• **ASSIGNMENT**
Output the entries below so that they read exactly as they do now.

[Stored data]
○ ○ ○ ○ ○ ○ ○

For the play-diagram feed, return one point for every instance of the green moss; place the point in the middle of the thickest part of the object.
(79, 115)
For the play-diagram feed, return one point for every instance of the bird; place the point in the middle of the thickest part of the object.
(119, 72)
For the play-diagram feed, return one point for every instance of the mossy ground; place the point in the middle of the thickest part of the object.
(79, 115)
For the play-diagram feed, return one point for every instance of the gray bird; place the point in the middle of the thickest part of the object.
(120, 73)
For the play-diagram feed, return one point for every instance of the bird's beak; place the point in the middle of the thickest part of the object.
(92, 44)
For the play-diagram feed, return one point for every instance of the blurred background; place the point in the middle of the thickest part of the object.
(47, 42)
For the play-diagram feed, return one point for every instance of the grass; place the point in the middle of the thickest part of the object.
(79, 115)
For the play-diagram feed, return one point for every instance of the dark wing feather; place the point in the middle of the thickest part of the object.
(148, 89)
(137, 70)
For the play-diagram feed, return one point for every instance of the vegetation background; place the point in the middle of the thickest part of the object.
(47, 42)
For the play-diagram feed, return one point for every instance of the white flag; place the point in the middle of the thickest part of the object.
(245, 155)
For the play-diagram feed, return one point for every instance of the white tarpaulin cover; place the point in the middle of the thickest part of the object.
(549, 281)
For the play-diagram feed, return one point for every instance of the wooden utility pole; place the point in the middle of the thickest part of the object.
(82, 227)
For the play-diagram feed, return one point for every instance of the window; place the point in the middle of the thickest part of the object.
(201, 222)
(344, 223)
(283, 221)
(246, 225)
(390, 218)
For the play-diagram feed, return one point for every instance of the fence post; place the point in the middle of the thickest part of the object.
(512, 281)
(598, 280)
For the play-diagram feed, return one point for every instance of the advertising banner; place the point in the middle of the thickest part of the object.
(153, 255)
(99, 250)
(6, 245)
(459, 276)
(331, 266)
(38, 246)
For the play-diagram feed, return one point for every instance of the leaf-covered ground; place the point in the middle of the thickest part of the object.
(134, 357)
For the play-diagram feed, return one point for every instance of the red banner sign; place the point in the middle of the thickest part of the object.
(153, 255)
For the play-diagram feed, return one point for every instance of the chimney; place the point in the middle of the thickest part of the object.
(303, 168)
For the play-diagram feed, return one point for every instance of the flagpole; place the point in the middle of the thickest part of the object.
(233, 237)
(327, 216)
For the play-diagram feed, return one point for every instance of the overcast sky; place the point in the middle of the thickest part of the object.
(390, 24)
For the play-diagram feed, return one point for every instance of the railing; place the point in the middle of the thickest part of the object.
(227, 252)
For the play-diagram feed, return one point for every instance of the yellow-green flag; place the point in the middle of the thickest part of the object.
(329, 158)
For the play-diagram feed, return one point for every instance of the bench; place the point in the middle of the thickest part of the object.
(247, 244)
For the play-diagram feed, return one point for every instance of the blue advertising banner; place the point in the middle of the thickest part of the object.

○ ○ ○ ○ ○ ○ ○

• **PROBLEM SOLUTION**
For the play-diagram feed, return one point for every instance of the green moss; place the point in the middle of the thickest part of the object.
(79, 115)
For the play-diagram feed, return one point for every instance of the bird; place the point in the middle of the thickest part of the object.
(119, 72)
For the play-diagram feed, return one point for every instance of the mossy ground; place the point in the middle of the thickest part of the object.
(79, 115)
For the play-diagram feed, return one point for every instance of the gray bird; place the point in the middle of the thickest part of the object.
(120, 73)
For the play-diagram feed, return one point for every instance of the bird's beak; place the point in the middle of the thickest part of the object.
(92, 44)
For the play-diagram feed, return one point for every instance of the blurred background; place the point in the middle of the thickest part of the object.
(47, 42)
For the play-diagram feed, return one point for every instance of the grass; place the point in the middle of the thickest part of the object.
(79, 115)
For the play-diagram feed, return one point for every instance of the dark wing feather; place the point in the middle of the thickest part of the object.
(148, 89)
(137, 70)
For the play-diagram feed, return one point for every instance of the vegetation background; place the point in the middle of the thickest part of the object.
(47, 42)
For the play-diagram feed, return one point for every instance of the white flag; place the point in the middle of the thickest part of the object.
(245, 155)
For the play-diagram feed, return one point for every instance of the white tarpaulin cover; place the point in the middle of the thickest part of the object.
(549, 281)
For the play-diagram feed, return one point for every instance of the wooden utility pole; place the point in the middle of the thickest part of the object.
(82, 227)
For the play-diagram feed, return one point for every instance of the window; place the point in the middle of the thickest part of the object.
(201, 222)
(344, 223)
(283, 221)
(246, 225)
(390, 218)
For the play-diagram feed, return one point for every instance of the fence post; place the point in the middle of the thickest part of the object.
(512, 281)
(598, 280)
For the play-diagram feed, return one point for every instance of the advertising banner; place the point in the middle of the thickest part of the object.
(153, 255)
(99, 250)
(6, 245)
(459, 276)
(331, 266)
(38, 246)
For the play-diagram feed, return one point for every instance of the leaf-covered ground; place the point in the middle of the thickest part of the object.
(134, 357)
For the play-diagram feed, return one point for every instance of the red banner sign; place the point in the middle of the thickest part of the object.
(153, 255)
For the play-diagram feed, return one point for every instance of the chimney; place the point in the middle of the thickest part of the object.
(303, 168)
For the play-diagram feed, return one point for every instance of the flagpole; place the point in the middle of the thickest part of the object.
(233, 237)
(327, 216)
For the play-diagram feed, return one point for every instance of the overcast sky; place the point in the middle of the thickest part of the object.
(390, 24)
For the play-diagram feed, return one point for every instance of the railing; place the point in the middle of the thickest part of the object.
(227, 252)
For the play-diagram feed, return one point for every instance of the yellow-green flag; place the point in the middle of the thickest part of the object.
(329, 158)
For the play-diagram feed, return one point for every instance of the bench; place the point in the middle of the thickest part of the object.
(247, 244)
For the play-diagram feed, return one point for every instance of the blue advertising banner; place the point in the middle of the thickest part of the object.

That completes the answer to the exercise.